• TEXT UNDER STUDY:
::::::::::

Director of the Secretariat of the Energy Community Janez Kopač stated that the amount of toxic substances emitted by the Kostolac plant is 14 times greater than allowed, while the amount emitted by the Nikola Tesla plant in Obrenovac is 4.7 times greater. Kopač recommended that filters be installed in these plants to limit pollution, however specifying that it takes years to make the desulphurisation plants functional and to reduce the emissions of polluting substances. Kopač also recalled that these interventions require, according to some estimates made by the Energy Community in 2013, a total investment of approximately 640 million Euros.

Questions that the state is unable to answer

Reacting to President Vučić's claim that the Serbian government had signed an agreement with Japan for the desulphurisation of Serbian thermoelectric power plants, some independent media recalled  that, as early as 2011, the EPS had obtained from the Japanese government a loan of about 226 million Euros, lasting 15 years, for the construction of ecological plants in the Nikola Tesla A thermoelectric plant in Obrenovac, near Belgrade. The Obrenovac complex is the largest electricity producer in South-Eastern Europe and covers more than 50% of the country's energy needs.

::::::::::

• EXTRACTED RECORDS:
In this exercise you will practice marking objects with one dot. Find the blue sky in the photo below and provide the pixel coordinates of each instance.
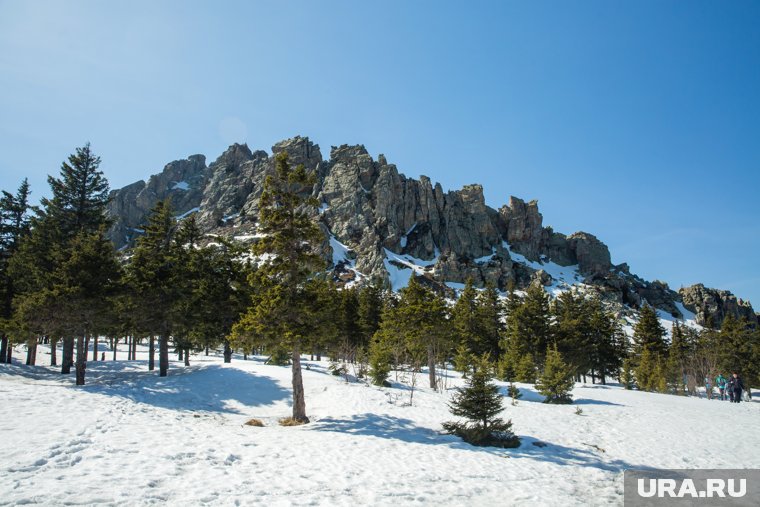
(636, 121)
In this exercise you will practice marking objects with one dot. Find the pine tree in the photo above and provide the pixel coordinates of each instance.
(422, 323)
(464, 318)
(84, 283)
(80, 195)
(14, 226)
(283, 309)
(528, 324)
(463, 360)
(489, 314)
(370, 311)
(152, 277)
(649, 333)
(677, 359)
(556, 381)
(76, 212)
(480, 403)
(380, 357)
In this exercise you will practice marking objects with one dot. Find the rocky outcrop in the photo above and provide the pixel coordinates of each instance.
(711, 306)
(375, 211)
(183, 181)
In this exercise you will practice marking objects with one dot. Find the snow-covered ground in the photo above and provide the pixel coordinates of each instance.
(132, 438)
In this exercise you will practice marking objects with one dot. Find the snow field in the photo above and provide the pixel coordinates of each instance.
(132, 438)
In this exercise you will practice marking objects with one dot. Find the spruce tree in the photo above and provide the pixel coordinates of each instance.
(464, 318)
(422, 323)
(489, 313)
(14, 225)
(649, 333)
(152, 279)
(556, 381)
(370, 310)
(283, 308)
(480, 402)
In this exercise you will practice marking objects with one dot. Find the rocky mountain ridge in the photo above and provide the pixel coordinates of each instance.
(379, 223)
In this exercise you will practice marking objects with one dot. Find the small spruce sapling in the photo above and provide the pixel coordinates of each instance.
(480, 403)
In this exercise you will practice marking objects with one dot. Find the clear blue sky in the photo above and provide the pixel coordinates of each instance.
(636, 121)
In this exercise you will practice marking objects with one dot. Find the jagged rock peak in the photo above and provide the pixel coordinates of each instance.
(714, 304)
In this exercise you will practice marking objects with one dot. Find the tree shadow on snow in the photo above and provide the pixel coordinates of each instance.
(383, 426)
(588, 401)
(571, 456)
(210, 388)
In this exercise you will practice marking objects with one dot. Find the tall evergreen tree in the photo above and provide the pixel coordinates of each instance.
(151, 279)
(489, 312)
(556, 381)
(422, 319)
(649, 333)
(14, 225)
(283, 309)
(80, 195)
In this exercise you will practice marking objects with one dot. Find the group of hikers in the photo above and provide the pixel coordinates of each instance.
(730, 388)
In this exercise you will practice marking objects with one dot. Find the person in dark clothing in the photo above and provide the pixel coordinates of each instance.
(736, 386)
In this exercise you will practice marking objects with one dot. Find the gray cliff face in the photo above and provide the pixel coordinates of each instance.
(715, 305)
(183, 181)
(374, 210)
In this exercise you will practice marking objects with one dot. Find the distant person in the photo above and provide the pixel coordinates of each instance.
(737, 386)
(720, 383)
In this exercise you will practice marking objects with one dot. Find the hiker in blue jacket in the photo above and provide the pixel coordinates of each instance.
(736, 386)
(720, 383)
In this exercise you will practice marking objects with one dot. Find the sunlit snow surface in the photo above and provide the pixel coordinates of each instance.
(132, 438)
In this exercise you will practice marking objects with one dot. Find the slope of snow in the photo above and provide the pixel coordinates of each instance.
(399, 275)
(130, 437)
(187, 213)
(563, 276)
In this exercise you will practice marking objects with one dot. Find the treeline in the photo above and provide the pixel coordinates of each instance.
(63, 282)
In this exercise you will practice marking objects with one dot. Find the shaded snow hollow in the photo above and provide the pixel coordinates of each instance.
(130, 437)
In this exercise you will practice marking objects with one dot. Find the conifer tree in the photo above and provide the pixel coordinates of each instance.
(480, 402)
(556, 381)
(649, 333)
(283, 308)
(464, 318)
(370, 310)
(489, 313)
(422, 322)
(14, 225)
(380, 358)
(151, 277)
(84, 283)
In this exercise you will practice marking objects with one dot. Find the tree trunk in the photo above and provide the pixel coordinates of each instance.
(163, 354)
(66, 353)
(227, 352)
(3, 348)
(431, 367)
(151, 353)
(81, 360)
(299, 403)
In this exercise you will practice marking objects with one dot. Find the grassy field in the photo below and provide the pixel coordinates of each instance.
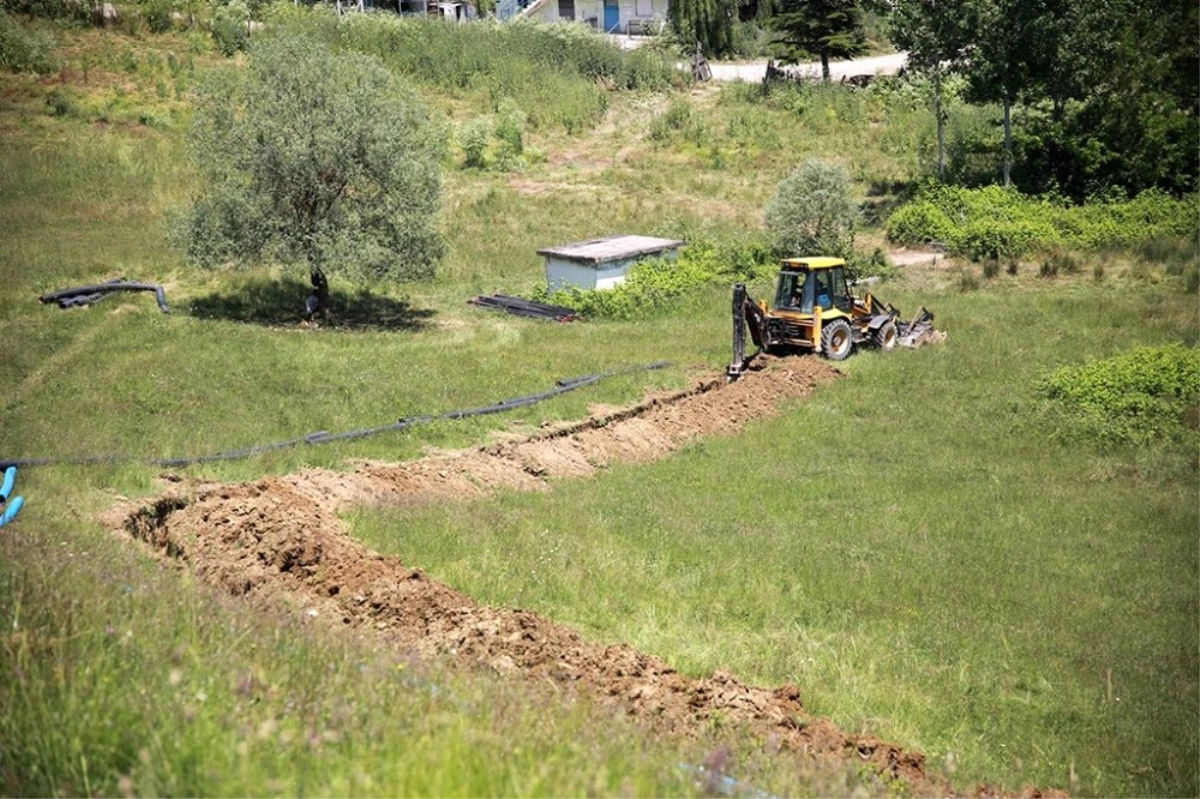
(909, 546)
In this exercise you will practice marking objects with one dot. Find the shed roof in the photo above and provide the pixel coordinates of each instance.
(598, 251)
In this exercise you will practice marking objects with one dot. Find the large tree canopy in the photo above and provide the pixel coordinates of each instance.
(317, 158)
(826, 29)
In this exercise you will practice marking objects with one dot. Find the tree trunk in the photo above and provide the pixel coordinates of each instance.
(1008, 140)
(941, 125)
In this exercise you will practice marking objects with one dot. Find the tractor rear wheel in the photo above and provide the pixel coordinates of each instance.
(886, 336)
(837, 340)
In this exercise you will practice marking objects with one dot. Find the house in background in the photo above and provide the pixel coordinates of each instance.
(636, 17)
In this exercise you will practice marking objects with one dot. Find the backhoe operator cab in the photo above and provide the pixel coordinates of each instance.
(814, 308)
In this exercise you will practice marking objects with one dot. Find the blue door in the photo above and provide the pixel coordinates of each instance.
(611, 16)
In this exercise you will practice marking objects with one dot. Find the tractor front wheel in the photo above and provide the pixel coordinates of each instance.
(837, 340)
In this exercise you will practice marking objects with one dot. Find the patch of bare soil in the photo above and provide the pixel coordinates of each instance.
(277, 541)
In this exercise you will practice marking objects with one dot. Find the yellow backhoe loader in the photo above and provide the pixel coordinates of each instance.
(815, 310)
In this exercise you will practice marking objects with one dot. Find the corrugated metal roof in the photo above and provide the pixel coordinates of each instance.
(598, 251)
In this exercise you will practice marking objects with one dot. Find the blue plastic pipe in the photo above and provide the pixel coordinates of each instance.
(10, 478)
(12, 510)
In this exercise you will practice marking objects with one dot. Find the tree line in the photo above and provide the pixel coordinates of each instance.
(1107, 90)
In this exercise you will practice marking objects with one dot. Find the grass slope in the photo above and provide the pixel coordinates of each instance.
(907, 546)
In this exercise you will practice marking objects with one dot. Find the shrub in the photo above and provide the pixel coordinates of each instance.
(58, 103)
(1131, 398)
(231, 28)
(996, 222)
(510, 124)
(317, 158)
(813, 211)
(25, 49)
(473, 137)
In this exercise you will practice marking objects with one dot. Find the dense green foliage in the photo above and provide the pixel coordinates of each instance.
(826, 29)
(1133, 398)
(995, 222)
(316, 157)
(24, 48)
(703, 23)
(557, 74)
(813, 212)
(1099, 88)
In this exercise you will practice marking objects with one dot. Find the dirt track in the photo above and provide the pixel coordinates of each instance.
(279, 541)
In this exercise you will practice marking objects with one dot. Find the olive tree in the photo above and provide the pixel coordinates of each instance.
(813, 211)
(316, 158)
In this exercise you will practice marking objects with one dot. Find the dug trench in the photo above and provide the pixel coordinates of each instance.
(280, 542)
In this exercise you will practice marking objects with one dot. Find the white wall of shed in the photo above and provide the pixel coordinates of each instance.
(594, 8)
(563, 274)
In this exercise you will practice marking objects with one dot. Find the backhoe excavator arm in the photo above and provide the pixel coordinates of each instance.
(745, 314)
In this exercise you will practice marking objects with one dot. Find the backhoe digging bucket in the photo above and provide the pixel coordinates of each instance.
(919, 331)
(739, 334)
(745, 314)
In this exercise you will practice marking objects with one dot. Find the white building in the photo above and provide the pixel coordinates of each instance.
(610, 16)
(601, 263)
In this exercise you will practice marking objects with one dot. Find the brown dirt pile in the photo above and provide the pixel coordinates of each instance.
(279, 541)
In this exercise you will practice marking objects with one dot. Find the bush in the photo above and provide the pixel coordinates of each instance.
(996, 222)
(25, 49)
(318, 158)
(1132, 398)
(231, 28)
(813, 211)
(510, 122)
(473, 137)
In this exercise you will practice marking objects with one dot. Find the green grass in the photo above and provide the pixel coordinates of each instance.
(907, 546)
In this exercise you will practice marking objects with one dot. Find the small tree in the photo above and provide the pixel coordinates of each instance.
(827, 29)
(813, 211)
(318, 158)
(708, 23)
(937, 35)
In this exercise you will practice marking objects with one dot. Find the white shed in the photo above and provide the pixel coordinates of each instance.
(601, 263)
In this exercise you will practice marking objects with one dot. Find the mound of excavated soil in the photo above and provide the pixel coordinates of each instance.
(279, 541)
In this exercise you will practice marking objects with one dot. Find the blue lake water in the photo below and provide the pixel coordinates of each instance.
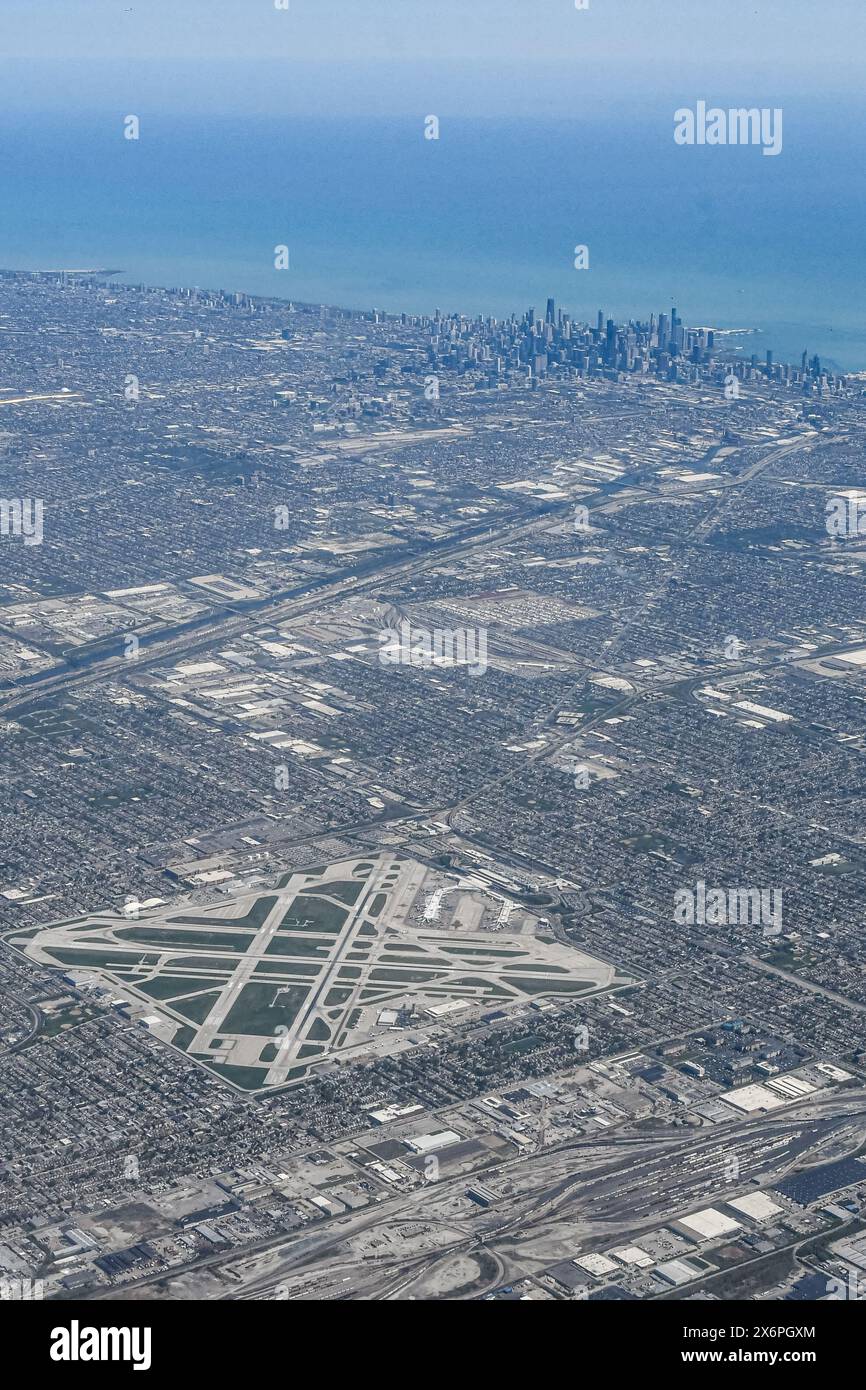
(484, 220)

::::::::::

• INSTRUCTIONS:
**A.** List every number that appears in the text on Serbian power plant pollution, each with the word or unit that goes with it.
**B.** Copy the stretch of the text on Serbian power plant pollution from "Reacting to President" through "country's energy needs.".

• ANSWERS TO THIS EXERCISE:
**A.**
- 14 times
- 4.7 times
- 2013
- approximately 640 million Euros
- 2011
- about 226 million Euros
- 15 years
- more than 50%

**B.**
Reacting to President Vučić's claim that the Serbian government had signed an agreement with Japan for the desulphurisation of Serbian thermoelectric power plants, some independent media recalled  that, as early as 2011, the EPS had obtained from the Japanese government a loan of about 226 million Euros, lasting 15 years, for the construction of ecological plants in the Nikola Tesla A thermoelectric plant in Obrenovac, near Belgrade. The Obrenovac complex is the largest electricity producer in South-Eastern Europe and covers more than 50% of the country's energy needs.